#### [Brief]
In the article on American soldiers accused of rape near Vicenza, who is the lawyer for the Romanian woman?

Injustice For All
U.S. Soldiers, Accused of Rape in Italy, Hope to Go Free in America
Do the military’s controversial status of forces agreements, or SOFAs, wind up protecting criminals? Italian prosecutors think so.
ROME, Italy — Two American military men based near the northern Italian town of Vicenza have been charged with raping, beating and stealing from a 24-year-old pregnant Romanian woman.
The American paratroopers identified in the Italian press as Gray Lamarcus, 22, and Ides McCough, 21, were arrested on Thursday after the unnamed Romanian woman, who reportedly sometimes works as a prostitute, pressed formal charges against the men.
The incident allegedly took place on the night of July 14, when the military men arranged for a ménage à trois with the woman. But, according to police documents related to the case, when the three met in an agreed forest clearing, the Americans had other ideas. They refused to pay the Romanian woman, who is six months pregnant, and instead took turns forcefully raping and beating her. They then allegedly stole the money from her handbag. According to her lawyer, Alessandra Bocchi, the woman’s back was badly scratched from branches and her face and stomach were badly bruised from the beating. Her unborn child is not in imminent danger.
According to Italian press reports, Lamarcus was already under investigation and supposed to be under surveillance by the US 173d Airborne Brigade, which he is part of, for a November 2013 incident in which he was accused of attacking a 17-year-old girl outside the discotheque Ca’ di Dennis in Vicenza. At the time, Lamarcus’s superiors reportedly tried to get him transferred to a base in Germany, but the request was denied. He was awaiting his preliminary criminal hearing in that case in a civil court in Vicenza when the latest incident took place. The court date had been postponed several times due to scheduling conflicts with lawyers and the paratrooper, who was still on active duty despite the formal accusation.
The men were questioned last week by Italian authorities about the rape of the pregnant woman. Lamarcus was then hospitalized for attempting suicide. He is recovering in the same small hospital in Vicenza where the Romanian woman has been treated for her injuries.
The mayor of Vicenza, Achille Variati, who has complained previously about the behavior of the American men from the base, has made a formal request to Italian Justice Minister Andrea Orlando asking that the men be charged in Italy rather than being given over to the American military in accordance with the SOFA or Status of Forces Agreement, which mandates that American soldiers accused of crimes in foreign countries have a right to be tried in their own U.S. military courts rather than in the local communities.
SOFAs often are contentious problems for local politicians in the host countries. They have raised protests in Okinawa, where many crimes have been committed by American servicemen; in Iraq, where failure to come to terms about the SOFA eventually played a role terminating the American military presence in that country; and in Afghanistan where the SOFA still has not been finalized.

#### [Information supplied]
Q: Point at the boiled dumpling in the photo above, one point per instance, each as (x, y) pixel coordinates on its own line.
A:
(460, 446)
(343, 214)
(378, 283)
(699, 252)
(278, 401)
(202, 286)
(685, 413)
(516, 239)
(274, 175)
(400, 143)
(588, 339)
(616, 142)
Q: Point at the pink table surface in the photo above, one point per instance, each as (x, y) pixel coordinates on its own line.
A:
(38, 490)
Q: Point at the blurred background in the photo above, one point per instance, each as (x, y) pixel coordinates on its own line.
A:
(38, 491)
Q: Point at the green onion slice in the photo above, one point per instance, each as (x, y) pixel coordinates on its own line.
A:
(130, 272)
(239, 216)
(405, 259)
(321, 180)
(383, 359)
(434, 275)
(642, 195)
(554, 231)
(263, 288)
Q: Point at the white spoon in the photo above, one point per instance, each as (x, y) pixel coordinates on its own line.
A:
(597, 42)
--
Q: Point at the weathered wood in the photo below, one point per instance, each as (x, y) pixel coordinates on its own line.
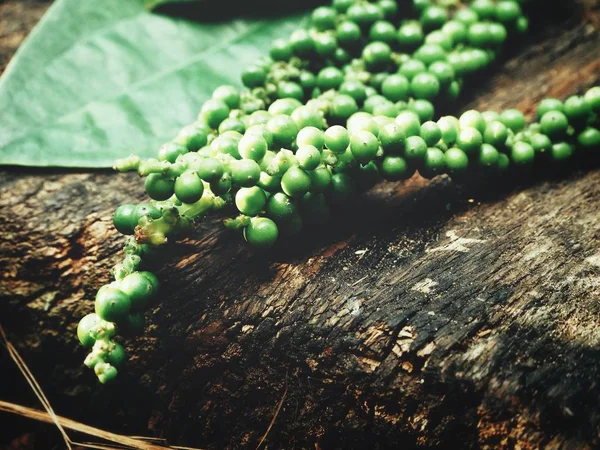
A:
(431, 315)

#### [Solution for this problem]
Alessandra Bocchi